__Goal__: Give every line again exactly as it appears, please, but not the pictures.

# # #

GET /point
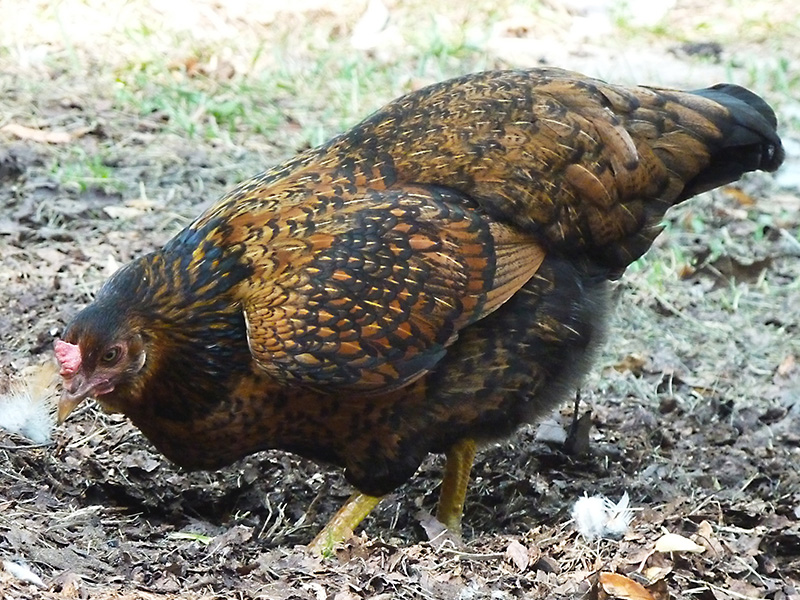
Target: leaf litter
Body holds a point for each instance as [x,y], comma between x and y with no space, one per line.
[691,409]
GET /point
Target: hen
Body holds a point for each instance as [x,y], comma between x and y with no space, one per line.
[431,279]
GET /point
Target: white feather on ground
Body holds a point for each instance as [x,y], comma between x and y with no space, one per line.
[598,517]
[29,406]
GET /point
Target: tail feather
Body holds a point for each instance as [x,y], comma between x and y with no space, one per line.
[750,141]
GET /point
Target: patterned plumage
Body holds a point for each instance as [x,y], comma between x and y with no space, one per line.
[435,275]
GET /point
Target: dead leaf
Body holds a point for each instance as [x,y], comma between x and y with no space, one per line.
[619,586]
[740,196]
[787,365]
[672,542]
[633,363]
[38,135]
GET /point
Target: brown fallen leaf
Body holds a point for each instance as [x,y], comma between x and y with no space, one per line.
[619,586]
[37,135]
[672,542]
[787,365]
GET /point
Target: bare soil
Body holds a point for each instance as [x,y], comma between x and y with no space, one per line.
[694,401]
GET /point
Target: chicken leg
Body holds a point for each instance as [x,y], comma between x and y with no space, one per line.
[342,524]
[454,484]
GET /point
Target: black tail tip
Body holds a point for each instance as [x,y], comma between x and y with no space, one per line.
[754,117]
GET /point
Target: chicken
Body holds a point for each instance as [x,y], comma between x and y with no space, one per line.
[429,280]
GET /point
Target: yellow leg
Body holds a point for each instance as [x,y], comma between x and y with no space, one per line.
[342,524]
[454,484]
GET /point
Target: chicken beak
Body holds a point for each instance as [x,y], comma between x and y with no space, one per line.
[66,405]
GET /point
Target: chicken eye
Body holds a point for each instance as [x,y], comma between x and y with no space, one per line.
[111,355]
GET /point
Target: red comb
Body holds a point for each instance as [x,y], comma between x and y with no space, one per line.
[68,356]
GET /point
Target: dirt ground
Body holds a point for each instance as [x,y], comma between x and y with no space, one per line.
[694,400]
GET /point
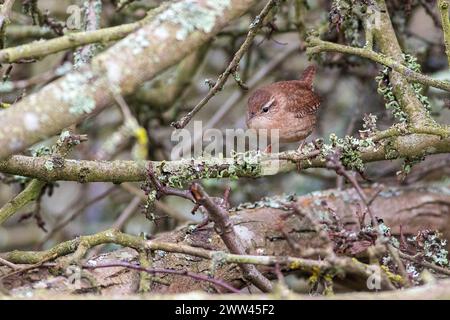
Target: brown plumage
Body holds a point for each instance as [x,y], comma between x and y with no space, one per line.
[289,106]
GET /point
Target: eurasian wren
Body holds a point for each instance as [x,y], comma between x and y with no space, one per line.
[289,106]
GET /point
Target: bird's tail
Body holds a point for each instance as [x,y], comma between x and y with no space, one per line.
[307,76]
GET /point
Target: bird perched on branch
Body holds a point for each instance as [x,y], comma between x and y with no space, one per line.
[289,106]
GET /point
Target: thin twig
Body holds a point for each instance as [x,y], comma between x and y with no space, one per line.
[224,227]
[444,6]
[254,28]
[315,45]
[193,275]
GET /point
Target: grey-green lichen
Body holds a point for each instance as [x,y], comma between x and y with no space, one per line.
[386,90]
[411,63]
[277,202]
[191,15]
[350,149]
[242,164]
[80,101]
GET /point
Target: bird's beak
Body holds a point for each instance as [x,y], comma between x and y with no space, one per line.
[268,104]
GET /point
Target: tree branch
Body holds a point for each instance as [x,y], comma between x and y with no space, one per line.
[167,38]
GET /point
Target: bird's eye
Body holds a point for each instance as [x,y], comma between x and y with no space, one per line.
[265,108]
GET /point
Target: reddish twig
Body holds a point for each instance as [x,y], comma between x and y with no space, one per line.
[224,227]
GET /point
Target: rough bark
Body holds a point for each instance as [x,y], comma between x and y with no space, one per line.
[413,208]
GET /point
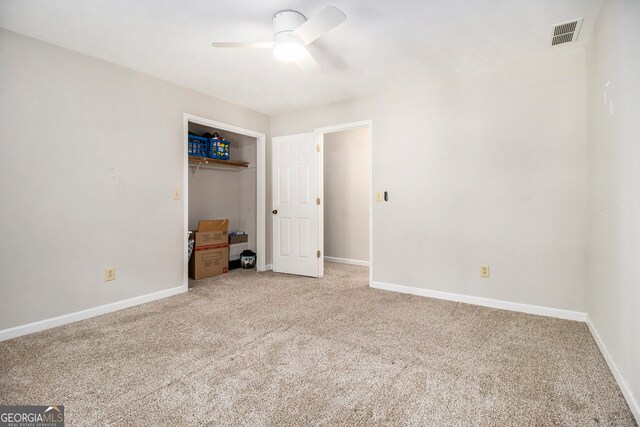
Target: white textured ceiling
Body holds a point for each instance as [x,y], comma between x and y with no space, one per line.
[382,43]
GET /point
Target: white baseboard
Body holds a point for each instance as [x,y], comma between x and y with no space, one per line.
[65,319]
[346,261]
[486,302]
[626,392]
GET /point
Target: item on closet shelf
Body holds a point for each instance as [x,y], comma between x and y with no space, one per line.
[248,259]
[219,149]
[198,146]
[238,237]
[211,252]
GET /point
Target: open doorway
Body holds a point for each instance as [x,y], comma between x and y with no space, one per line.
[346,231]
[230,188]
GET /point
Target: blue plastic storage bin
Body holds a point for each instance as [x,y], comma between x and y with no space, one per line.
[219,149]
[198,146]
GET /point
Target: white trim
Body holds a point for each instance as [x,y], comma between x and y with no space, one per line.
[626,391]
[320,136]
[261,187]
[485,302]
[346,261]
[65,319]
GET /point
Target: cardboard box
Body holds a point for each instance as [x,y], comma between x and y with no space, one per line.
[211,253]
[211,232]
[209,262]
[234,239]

# # #

__Finished exercise__:
GET /point
Target: leaf litter
Body holds a point for each instance as [x,y], comma between x and y with no space, one per line.
[691,409]
GET /point
Target: hen
Body holds a point for each instance as [x,y], comma between x and y with no space, one per line.
[431,279]
GET /point
Target: white feather on ground
Body holds a point for each instance as [x,y], comma between x and y with no space, one per line.
[598,517]
[29,406]
GET /point
Target: tail feather
Body holds a point for each instance as [x,y], comma between x and y with no space, one per line.
[750,141]
GET /point
Target: patterned plumage
Body holds a point for each instance as [x,y], comma between x and y with no space, one per line.
[435,275]
GET /point
Target: dead leaf
Body holds a point for each instance as [x,y], comma between x and y with no space, one per line.
[619,586]
[740,196]
[787,365]
[672,542]
[633,363]
[38,135]
GET /point
Target: brown fallen leaf
Body holds a point for each instance as [x,y], comma between x and y with no space, one per line.
[619,586]
[37,135]
[672,542]
[787,365]
GET /point
Target: bare soil
Body holds a point for each instance as [x,y], comma between x and y with no space, one per line.
[694,401]
GET /point
Target: chicken leg
Body holds a point for each instance as [x,y], comma between x and y with no space, one per line.
[342,524]
[454,484]
GET /point
Target: black tail tip
Body holds a point for each instance as [x,y], comma between x and y with no space, one per line.
[754,117]
GET /point
Target: chicken
Body holds a point for each instance as [x,y], comma between x and y with no space, one per line.
[429,280]
GET /point
Target: yellow leg
Body holds a point for each instance as [x,y], comma between x and y with no space, one per line.
[342,524]
[454,484]
GET /point
Target: chicken beak
Body holds a point for each instance as [x,y], comma between x and y with no space, one per line.
[66,405]
GET /point
Target: chicken eye
Body holds a point for each instance as [x,y], comma between x and y with no space, one per line.
[111,355]
GET /point
Target: red comb
Body holds a point for each instance as [x,y], comma between x and y with no space, one per line.
[68,356]
GET /point
Target: dirt ground
Body holds a point for each instance as [x,y], comma between x and y with no space, one per line.
[694,400]
GET /point
Target: brown plumage
Body holds a point for each instance as [x,y], comma between x and y with no space, one per line.
[289,106]
GET /point
Target: eurasian wren
Body holds a point for each instance as [x,y], comma between x and y with no space, one per line.
[289,106]
GET /point
Target: bird's tail
Body holds a point for each instance as [x,y], comma between x and y with no space, one per line.
[307,76]
GET /point
Target: bird perched on branch
Body holds a point for each instance as [x,y], comma between x and y with no space, one per line.
[289,106]
GET /point
Target: thin twig
Body holds a point for each instance as [x,y], comma between x and y with no space, one per line.
[224,227]
[444,6]
[254,28]
[315,45]
[193,275]
GET /point
Target: grey-green lichen
Body holds a point for each instance as [x,y], comma between x and y with no space, one per line.
[386,90]
[411,63]
[277,202]
[191,15]
[350,149]
[242,164]
[80,101]
GET /point
Target: bird's beak
Body holds a point for each instance as [x,y], comma between x and y with no space, one per line.
[268,104]
GET /point
Target: tree branch
Body holds a point for each instance as [x,y], comma between x and y with no space, one per line.
[167,38]
GET /point
Target: bird's eye
Body holds a point for each instance as [x,y], comma between x and y with no space, one per line.
[265,108]
GET /point
Target: reddish twig
Body holds a point for each instance as [x,y], comma between x and y with no space, one per line.
[224,227]
GET /point
Target: rough bark
Body holds a point for each instance as [x,y], comma between x and y with no space, one per line.
[413,208]
GET /point
Target: white textured ceiling
Body holds a point for each instance as [x,y], comma between x and y with no space, one per line.
[382,43]
GET /point
Target: white baseboard
Body holds a point for each instance as [x,y], comma between x and y with no space, one per line.
[65,319]
[346,261]
[486,302]
[626,392]
GET /point
Target: item on closet shelf
Body holds a point for each instance as [x,y], comma between x and y with no space, one per line.
[248,259]
[219,149]
[198,146]
[238,237]
[211,252]
GET /point
Target: open doorway
Body holds a point for each instance as [x,y], comma between x and y with no space, one per line.
[346,231]
[230,188]
GET /point
Target: blue plastic storage bin
Body holds a point for each instance as [x,y], comma between x and y with no space, one per line.
[219,149]
[198,146]
GET /point
Target: white trim
Body holds a point for each instance as [x,y], comma between x and y with no space, one per line.
[626,391]
[320,136]
[261,187]
[485,302]
[346,261]
[65,319]
GET /point
Target: cardboard box
Body holds a point for each instance as [x,y], comma between x and y with no space, one per line.
[211,253]
[211,232]
[209,262]
[234,239]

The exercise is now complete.